<<<<

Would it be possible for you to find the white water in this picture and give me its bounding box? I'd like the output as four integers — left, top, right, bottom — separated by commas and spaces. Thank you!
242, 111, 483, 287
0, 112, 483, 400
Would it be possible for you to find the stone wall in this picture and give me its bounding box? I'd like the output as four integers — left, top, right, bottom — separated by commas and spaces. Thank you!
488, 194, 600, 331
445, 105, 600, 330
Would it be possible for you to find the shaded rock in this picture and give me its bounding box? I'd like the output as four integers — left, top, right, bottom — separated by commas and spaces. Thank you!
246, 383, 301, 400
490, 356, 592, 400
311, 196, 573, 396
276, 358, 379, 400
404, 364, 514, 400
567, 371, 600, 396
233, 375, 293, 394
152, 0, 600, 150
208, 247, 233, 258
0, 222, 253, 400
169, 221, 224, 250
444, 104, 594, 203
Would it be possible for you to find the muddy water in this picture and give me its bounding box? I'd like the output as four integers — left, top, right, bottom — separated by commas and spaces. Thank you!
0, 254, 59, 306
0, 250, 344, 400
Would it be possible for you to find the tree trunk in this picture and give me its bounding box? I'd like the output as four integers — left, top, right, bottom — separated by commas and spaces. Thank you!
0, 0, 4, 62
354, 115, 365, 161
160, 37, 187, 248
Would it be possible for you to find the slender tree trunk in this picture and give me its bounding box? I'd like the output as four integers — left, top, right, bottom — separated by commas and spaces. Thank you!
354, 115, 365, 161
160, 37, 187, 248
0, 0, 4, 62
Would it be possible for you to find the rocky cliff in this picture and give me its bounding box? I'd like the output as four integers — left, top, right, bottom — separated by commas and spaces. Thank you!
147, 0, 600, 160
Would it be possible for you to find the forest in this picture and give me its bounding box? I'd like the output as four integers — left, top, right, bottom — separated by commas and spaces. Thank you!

>>>>

* What is required *
Print each of the rows above once more, in the same order and without altering a single character.

* Task answer *
Would it be possible for you to find the white water in this picture and give me its bounding box? I'd like the output as four integers — left, top, right, bottom — separated by commas and spaces. Thank you!
242, 111, 483, 287
0, 112, 483, 400
Would it be possible for you to find the stone wall in this picture and give me its bounding box? I'd like the output as four integers — left, top, right, bottom — separated by commas and spaces. Thank you!
488, 194, 600, 331
445, 105, 600, 330
Would it be possible for you to find the shaded rock in this picture and give me its bounding box? I'd like the output as four integers — left, top, right, bottom — separated by commas and spaces. Thank you!
246, 383, 301, 400
490, 356, 592, 400
311, 196, 573, 396
276, 358, 379, 400
404, 364, 514, 400
567, 371, 600, 396
233, 375, 293, 394
152, 0, 600, 150
208, 247, 233, 258
0, 222, 253, 400
169, 221, 224, 250
444, 104, 594, 203
Would it be possible for you to find the muddy water in this picture and give me its bounding box? I'd like the output as four integers — left, top, right, bottom — separated by commas and spaces. Thank you!
0, 254, 59, 306
0, 250, 344, 400
Would it be possible for you to find the tree trunk in this picture and give me its bounding box? I'd like the output as four integers — left, top, right, bottom — separated by commas and spaces. Thank you!
0, 0, 4, 62
354, 115, 365, 161
160, 37, 187, 248
Would it be possible for you to find the slender tree trunk in this picture and give me its bounding box? I'd like the output as four integers — left, top, right, bottom — separated by commas and spaces. Thank you!
354, 115, 365, 161
160, 37, 187, 248
0, 0, 4, 62
Would it be possible for you to find the rocky cliff in this picture and give me its bounding box? I'd like the output as four integers — left, top, right, bottom — separated by commas and spaces. Thank you!
147, 0, 600, 160
Would it be possible for you to find the forest in this picture and give me its bounding box? I'd like the output as four integers — left, top, right, bottom — separated by commas and spaces. Thank you!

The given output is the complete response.